Point-per-instance localization data:
· · · · · · ·

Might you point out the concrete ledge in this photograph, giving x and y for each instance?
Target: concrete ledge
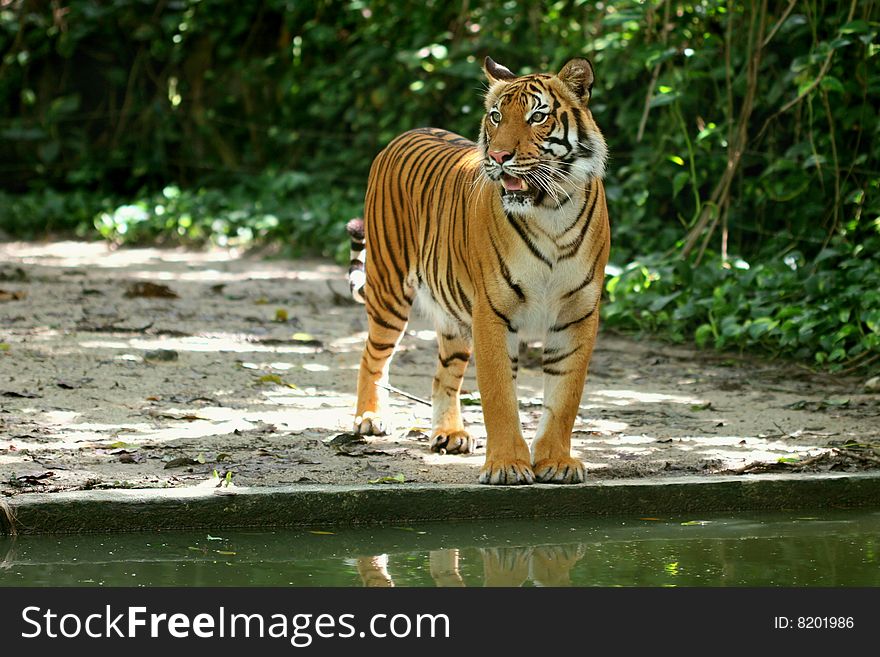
(289, 506)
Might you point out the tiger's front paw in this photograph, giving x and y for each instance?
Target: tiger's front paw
(506, 472)
(565, 470)
(453, 442)
(371, 424)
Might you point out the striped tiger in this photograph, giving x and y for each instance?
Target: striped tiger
(502, 240)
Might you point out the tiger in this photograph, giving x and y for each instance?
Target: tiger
(501, 241)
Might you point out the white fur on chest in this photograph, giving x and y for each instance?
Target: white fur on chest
(544, 289)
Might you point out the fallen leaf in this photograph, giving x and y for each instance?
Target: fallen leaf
(24, 395)
(396, 479)
(180, 462)
(160, 355)
(15, 295)
(150, 290)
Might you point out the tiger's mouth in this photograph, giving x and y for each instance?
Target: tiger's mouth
(516, 187)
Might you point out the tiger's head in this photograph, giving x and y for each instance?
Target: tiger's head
(538, 138)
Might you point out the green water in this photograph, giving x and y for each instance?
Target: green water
(793, 549)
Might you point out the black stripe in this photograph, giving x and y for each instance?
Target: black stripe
(458, 355)
(561, 327)
(381, 322)
(380, 346)
(554, 359)
(505, 272)
(528, 242)
(500, 315)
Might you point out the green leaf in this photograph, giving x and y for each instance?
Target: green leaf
(679, 180)
(830, 83)
(855, 27)
(703, 334)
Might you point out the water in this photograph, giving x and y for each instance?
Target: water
(788, 549)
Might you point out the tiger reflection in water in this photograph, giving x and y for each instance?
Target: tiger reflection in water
(543, 565)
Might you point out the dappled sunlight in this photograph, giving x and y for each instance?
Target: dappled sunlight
(627, 397)
(219, 342)
(77, 254)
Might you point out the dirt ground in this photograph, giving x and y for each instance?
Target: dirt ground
(109, 381)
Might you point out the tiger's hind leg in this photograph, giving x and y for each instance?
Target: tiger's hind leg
(387, 322)
(448, 432)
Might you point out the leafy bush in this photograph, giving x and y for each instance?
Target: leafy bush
(825, 311)
(286, 207)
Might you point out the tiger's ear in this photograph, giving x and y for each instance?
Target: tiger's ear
(577, 75)
(496, 72)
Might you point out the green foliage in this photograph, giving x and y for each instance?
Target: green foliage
(825, 311)
(287, 207)
(736, 134)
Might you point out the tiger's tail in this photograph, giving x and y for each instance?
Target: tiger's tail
(357, 276)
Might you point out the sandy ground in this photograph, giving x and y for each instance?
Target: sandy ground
(257, 381)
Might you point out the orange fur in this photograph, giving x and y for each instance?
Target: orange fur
(503, 240)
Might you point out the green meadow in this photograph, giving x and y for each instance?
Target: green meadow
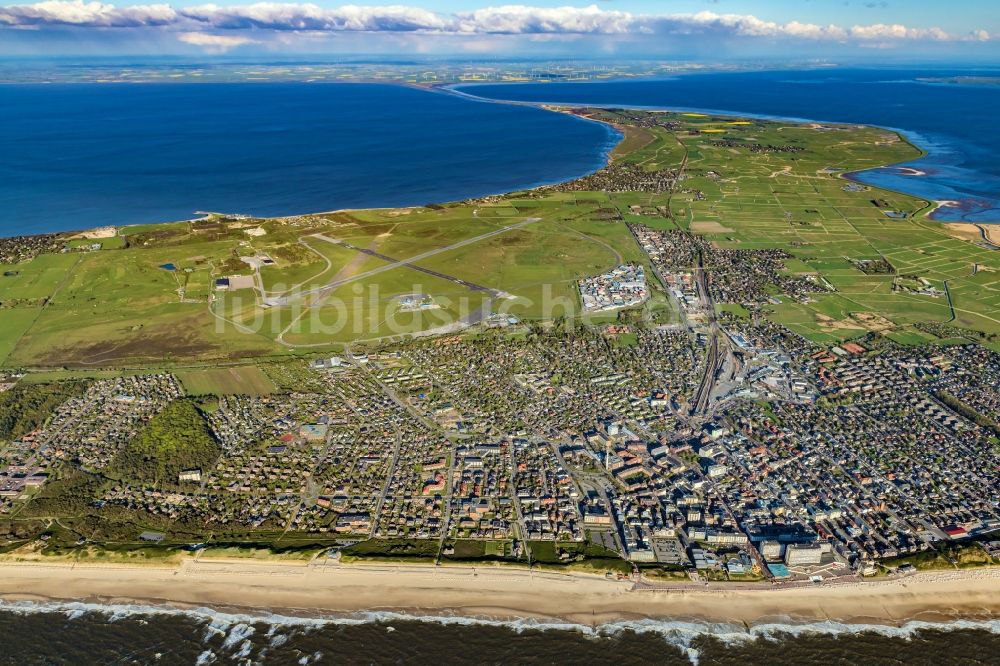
(118, 306)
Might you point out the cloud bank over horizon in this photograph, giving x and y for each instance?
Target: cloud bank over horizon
(277, 26)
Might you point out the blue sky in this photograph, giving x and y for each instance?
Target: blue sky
(851, 30)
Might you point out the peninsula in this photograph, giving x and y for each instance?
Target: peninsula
(714, 379)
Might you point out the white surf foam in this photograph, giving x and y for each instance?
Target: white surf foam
(236, 628)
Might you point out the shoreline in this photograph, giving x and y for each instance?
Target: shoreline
(332, 592)
(907, 136)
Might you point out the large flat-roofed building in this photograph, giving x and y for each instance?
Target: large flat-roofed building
(803, 554)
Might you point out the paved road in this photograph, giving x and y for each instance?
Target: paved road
(396, 263)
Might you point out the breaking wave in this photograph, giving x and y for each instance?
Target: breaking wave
(235, 629)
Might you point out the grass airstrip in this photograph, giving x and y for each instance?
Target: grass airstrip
(313, 283)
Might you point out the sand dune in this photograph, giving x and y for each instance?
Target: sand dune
(500, 592)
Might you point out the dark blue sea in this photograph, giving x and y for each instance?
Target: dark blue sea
(75, 156)
(957, 124)
(78, 633)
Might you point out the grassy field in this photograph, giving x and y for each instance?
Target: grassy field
(799, 201)
(244, 380)
(123, 306)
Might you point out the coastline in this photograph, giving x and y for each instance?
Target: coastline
(926, 212)
(495, 594)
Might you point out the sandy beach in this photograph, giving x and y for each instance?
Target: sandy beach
(499, 593)
(974, 232)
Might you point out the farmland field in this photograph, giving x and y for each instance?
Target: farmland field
(244, 380)
(150, 295)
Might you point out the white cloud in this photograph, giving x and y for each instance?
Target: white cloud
(521, 19)
(214, 43)
(87, 14)
(882, 31)
(280, 16)
(210, 19)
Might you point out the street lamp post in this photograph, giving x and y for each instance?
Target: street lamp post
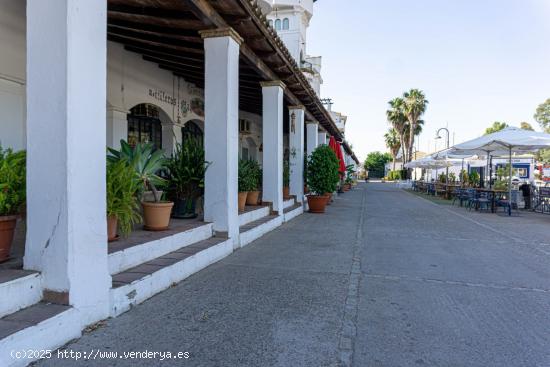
(437, 136)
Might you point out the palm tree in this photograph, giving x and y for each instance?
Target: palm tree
(496, 126)
(398, 120)
(393, 142)
(415, 106)
(417, 131)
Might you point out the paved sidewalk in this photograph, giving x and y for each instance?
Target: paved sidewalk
(385, 278)
(443, 286)
(280, 301)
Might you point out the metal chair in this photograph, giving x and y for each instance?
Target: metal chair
(505, 203)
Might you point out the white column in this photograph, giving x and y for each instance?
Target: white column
(312, 137)
(221, 130)
(66, 117)
(168, 137)
(272, 132)
(117, 127)
(296, 144)
(322, 137)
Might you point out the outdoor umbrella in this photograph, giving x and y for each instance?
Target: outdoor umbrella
(511, 139)
(448, 154)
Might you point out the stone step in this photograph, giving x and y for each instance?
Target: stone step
(254, 230)
(288, 203)
(43, 326)
(253, 213)
(137, 284)
(18, 289)
(293, 211)
(143, 246)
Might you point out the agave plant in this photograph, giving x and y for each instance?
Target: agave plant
(186, 169)
(147, 162)
(122, 186)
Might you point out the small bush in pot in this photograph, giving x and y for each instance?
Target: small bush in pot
(322, 177)
(12, 196)
(186, 170)
(256, 176)
(122, 202)
(147, 162)
(286, 180)
(246, 181)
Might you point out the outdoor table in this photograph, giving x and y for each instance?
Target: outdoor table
(492, 195)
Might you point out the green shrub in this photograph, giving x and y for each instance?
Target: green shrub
(122, 188)
(322, 170)
(286, 173)
(474, 179)
(186, 170)
(12, 181)
(349, 174)
(147, 162)
(248, 176)
(394, 175)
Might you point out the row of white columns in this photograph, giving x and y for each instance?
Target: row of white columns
(66, 140)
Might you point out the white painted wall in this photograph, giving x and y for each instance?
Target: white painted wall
(66, 211)
(221, 134)
(12, 74)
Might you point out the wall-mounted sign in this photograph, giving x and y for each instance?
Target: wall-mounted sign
(197, 106)
(162, 96)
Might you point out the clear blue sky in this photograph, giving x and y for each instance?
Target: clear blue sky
(478, 61)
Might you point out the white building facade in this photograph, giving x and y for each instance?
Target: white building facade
(77, 77)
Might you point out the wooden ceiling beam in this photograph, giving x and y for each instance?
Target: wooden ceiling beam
(159, 51)
(114, 28)
(167, 21)
(122, 39)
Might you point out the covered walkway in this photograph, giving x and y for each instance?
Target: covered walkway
(428, 285)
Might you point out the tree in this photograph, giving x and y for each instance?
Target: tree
(375, 163)
(526, 126)
(415, 106)
(496, 126)
(542, 115)
(393, 142)
(398, 120)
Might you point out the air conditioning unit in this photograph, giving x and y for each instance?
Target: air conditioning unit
(244, 126)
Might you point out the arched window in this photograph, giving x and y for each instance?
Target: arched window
(144, 125)
(286, 24)
(192, 130)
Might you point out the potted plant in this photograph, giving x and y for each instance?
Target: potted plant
(245, 182)
(286, 180)
(147, 163)
(12, 196)
(256, 176)
(186, 170)
(122, 202)
(349, 177)
(305, 175)
(474, 179)
(322, 177)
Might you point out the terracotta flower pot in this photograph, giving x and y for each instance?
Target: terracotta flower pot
(316, 203)
(252, 198)
(7, 229)
(286, 192)
(242, 200)
(112, 227)
(156, 216)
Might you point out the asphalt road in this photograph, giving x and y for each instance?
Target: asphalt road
(384, 278)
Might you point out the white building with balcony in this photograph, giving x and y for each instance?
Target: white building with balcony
(77, 77)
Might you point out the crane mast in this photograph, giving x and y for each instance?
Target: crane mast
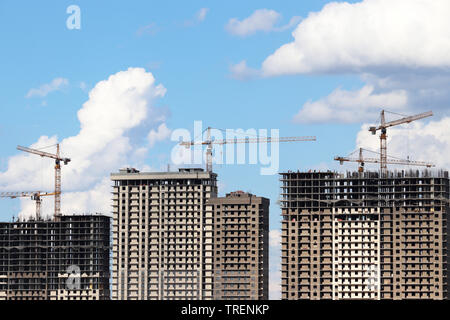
(383, 135)
(34, 195)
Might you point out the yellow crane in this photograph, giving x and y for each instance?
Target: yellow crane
(34, 195)
(383, 136)
(361, 160)
(58, 159)
(208, 142)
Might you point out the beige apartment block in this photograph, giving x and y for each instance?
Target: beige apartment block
(241, 248)
(365, 236)
(162, 235)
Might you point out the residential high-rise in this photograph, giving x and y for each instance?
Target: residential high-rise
(241, 248)
(365, 235)
(66, 259)
(162, 235)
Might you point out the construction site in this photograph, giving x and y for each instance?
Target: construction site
(355, 235)
(65, 257)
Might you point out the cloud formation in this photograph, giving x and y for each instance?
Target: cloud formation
(260, 20)
(367, 36)
(45, 89)
(116, 108)
(351, 106)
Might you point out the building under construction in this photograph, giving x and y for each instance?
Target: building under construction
(365, 235)
(67, 259)
(162, 235)
(241, 246)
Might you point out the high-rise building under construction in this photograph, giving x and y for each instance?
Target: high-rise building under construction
(365, 235)
(241, 246)
(66, 259)
(162, 235)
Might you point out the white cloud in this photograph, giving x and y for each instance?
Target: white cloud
(260, 20)
(116, 106)
(45, 89)
(422, 140)
(367, 36)
(351, 106)
(162, 133)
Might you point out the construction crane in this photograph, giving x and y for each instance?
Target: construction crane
(383, 136)
(208, 142)
(361, 160)
(58, 160)
(34, 195)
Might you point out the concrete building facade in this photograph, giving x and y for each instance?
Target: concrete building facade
(55, 260)
(241, 246)
(162, 235)
(365, 236)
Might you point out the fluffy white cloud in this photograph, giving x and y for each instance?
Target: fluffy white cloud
(427, 141)
(160, 134)
(115, 108)
(351, 106)
(260, 20)
(366, 36)
(45, 89)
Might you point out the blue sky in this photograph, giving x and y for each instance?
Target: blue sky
(357, 57)
(192, 62)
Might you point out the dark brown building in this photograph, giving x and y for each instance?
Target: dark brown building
(55, 260)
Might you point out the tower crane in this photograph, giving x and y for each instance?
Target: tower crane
(58, 159)
(383, 136)
(208, 142)
(361, 160)
(34, 195)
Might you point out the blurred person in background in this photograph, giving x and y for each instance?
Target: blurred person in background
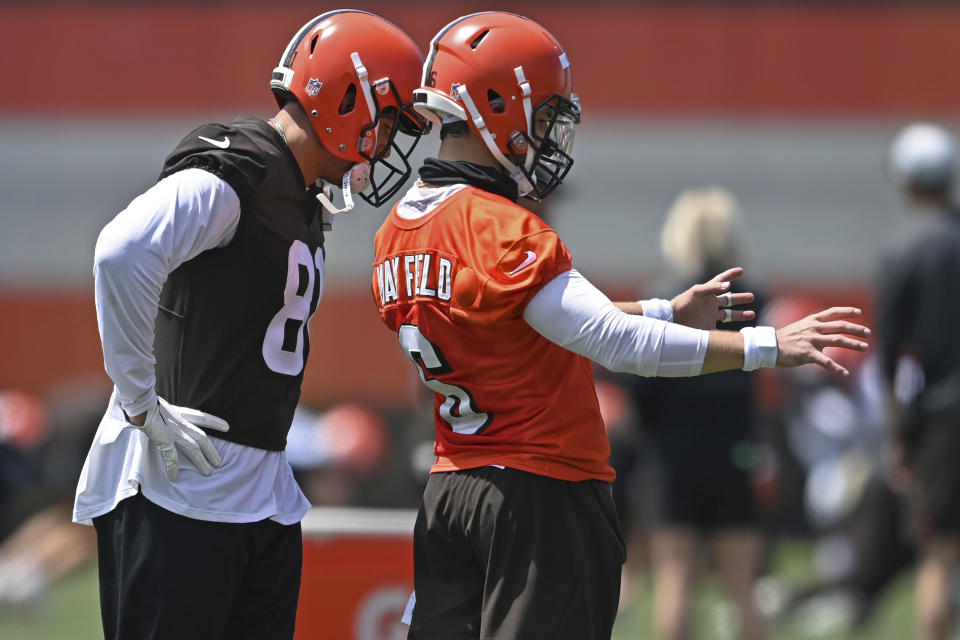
(517, 535)
(205, 286)
(702, 436)
(828, 434)
(43, 441)
(917, 306)
(335, 451)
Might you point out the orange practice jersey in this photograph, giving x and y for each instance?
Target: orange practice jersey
(453, 284)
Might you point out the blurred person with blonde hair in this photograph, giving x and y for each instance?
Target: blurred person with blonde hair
(917, 309)
(701, 431)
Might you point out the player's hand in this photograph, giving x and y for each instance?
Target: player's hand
(702, 306)
(803, 341)
(172, 428)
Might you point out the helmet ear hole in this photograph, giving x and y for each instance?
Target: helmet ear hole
(349, 99)
(497, 103)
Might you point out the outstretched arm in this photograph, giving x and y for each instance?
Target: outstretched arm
(573, 313)
(701, 306)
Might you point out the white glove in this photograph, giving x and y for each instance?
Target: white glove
(170, 427)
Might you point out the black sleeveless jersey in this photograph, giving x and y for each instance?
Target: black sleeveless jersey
(231, 331)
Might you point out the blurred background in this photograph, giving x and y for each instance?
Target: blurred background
(790, 105)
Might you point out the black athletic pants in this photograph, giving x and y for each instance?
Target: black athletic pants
(501, 554)
(164, 576)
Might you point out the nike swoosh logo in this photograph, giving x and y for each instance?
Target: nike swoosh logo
(223, 144)
(531, 257)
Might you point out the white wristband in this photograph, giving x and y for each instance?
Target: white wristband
(759, 347)
(658, 309)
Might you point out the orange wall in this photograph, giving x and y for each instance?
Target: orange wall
(156, 57)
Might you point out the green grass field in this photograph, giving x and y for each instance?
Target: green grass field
(71, 612)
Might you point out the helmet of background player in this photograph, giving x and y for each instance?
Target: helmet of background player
(354, 74)
(923, 158)
(510, 80)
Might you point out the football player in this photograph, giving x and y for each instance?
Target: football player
(205, 285)
(517, 536)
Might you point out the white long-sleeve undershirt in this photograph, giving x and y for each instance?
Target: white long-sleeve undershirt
(175, 220)
(574, 314)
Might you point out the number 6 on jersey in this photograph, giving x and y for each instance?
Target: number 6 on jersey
(458, 409)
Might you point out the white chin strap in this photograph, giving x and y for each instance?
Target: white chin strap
(354, 181)
(523, 185)
(358, 177)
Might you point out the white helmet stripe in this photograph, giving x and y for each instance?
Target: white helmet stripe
(481, 126)
(527, 114)
(364, 79)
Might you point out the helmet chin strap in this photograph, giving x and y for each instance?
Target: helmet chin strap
(523, 185)
(355, 180)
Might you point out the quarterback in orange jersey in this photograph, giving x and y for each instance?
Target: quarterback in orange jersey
(517, 536)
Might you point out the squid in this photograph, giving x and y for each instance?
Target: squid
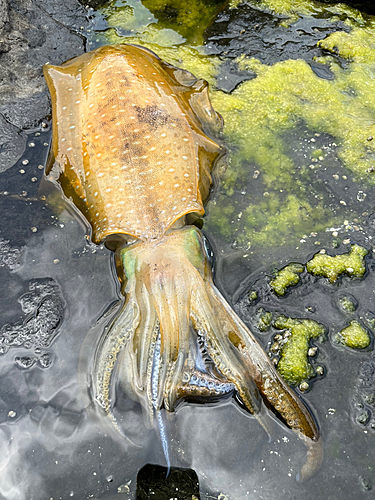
(134, 145)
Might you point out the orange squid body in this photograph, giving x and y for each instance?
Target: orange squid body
(128, 138)
(133, 147)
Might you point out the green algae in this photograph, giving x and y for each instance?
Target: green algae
(190, 18)
(265, 320)
(283, 201)
(347, 304)
(354, 336)
(294, 365)
(351, 263)
(286, 277)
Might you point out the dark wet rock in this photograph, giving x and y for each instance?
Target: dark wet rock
(364, 6)
(365, 483)
(246, 30)
(44, 307)
(230, 76)
(32, 33)
(9, 256)
(154, 482)
(12, 143)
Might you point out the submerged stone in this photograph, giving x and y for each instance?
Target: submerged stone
(351, 263)
(347, 304)
(354, 336)
(265, 320)
(286, 277)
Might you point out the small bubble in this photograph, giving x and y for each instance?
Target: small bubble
(361, 196)
(304, 386)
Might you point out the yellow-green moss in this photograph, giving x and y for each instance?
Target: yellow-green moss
(286, 277)
(351, 263)
(190, 17)
(354, 336)
(261, 113)
(293, 365)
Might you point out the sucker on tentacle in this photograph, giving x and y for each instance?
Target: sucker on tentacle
(133, 148)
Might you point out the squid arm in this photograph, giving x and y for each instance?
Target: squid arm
(172, 304)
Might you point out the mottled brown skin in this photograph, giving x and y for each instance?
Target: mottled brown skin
(131, 147)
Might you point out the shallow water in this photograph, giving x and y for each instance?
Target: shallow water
(56, 282)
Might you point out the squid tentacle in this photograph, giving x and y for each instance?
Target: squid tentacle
(172, 310)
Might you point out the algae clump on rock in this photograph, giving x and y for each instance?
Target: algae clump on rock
(293, 365)
(351, 263)
(282, 196)
(354, 336)
(286, 277)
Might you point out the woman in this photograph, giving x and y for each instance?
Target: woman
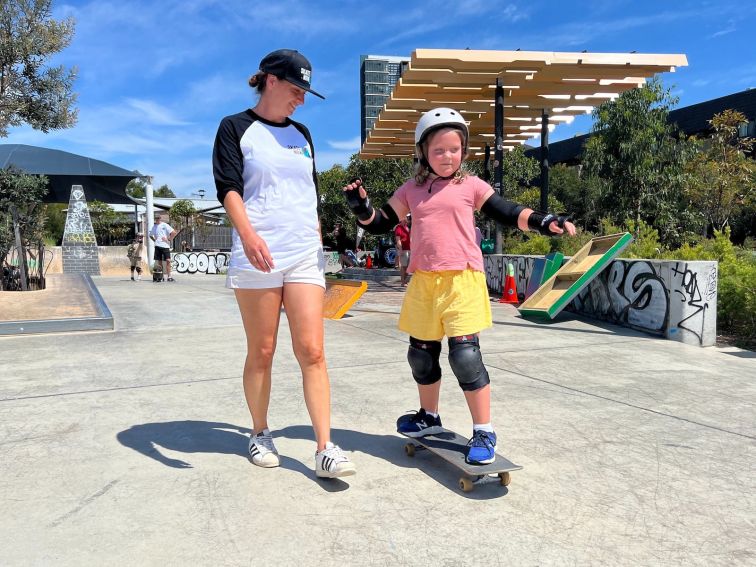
(264, 169)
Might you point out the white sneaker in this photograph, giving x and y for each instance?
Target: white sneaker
(262, 452)
(331, 462)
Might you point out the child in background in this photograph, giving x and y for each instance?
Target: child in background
(134, 253)
(447, 295)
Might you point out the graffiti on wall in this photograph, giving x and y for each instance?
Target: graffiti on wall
(200, 262)
(698, 299)
(668, 298)
(629, 293)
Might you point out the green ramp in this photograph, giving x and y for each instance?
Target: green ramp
(570, 279)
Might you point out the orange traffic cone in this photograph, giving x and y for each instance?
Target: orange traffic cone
(509, 293)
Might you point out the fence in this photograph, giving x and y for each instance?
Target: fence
(37, 262)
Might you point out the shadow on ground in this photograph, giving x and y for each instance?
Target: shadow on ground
(227, 439)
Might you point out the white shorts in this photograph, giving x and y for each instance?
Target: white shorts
(310, 269)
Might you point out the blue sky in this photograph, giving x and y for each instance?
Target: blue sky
(155, 78)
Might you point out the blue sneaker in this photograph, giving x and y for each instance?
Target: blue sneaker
(482, 448)
(419, 424)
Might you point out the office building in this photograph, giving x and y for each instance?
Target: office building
(378, 75)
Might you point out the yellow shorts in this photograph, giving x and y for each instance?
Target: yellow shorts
(451, 303)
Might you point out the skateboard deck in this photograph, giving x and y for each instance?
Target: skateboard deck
(452, 447)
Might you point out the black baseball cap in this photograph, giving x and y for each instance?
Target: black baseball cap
(290, 65)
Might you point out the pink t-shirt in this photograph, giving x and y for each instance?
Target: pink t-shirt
(443, 231)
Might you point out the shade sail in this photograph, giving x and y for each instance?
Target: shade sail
(564, 85)
(101, 180)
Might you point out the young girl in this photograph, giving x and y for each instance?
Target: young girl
(447, 295)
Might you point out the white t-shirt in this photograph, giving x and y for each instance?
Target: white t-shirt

· · · · · · ·

In your answer, include only the lines above starting at the line that holds "Target: sandy beach" and ending at the line that holds "Might you point out the street", copied exactly.

Target: sandy beach
(499, 593)
(974, 232)
Might you point out the farmland field in this photograph, giving x and y for each instance?
Target: farmland field
(244, 380)
(150, 295)
Might you point out the white cloud in this photograph, giving x and y for each instance?
Target: white cloud
(521, 19)
(214, 43)
(87, 14)
(882, 31)
(280, 16)
(210, 19)
Might you point out the street lamp post in this photograph, giving x and y for each instance?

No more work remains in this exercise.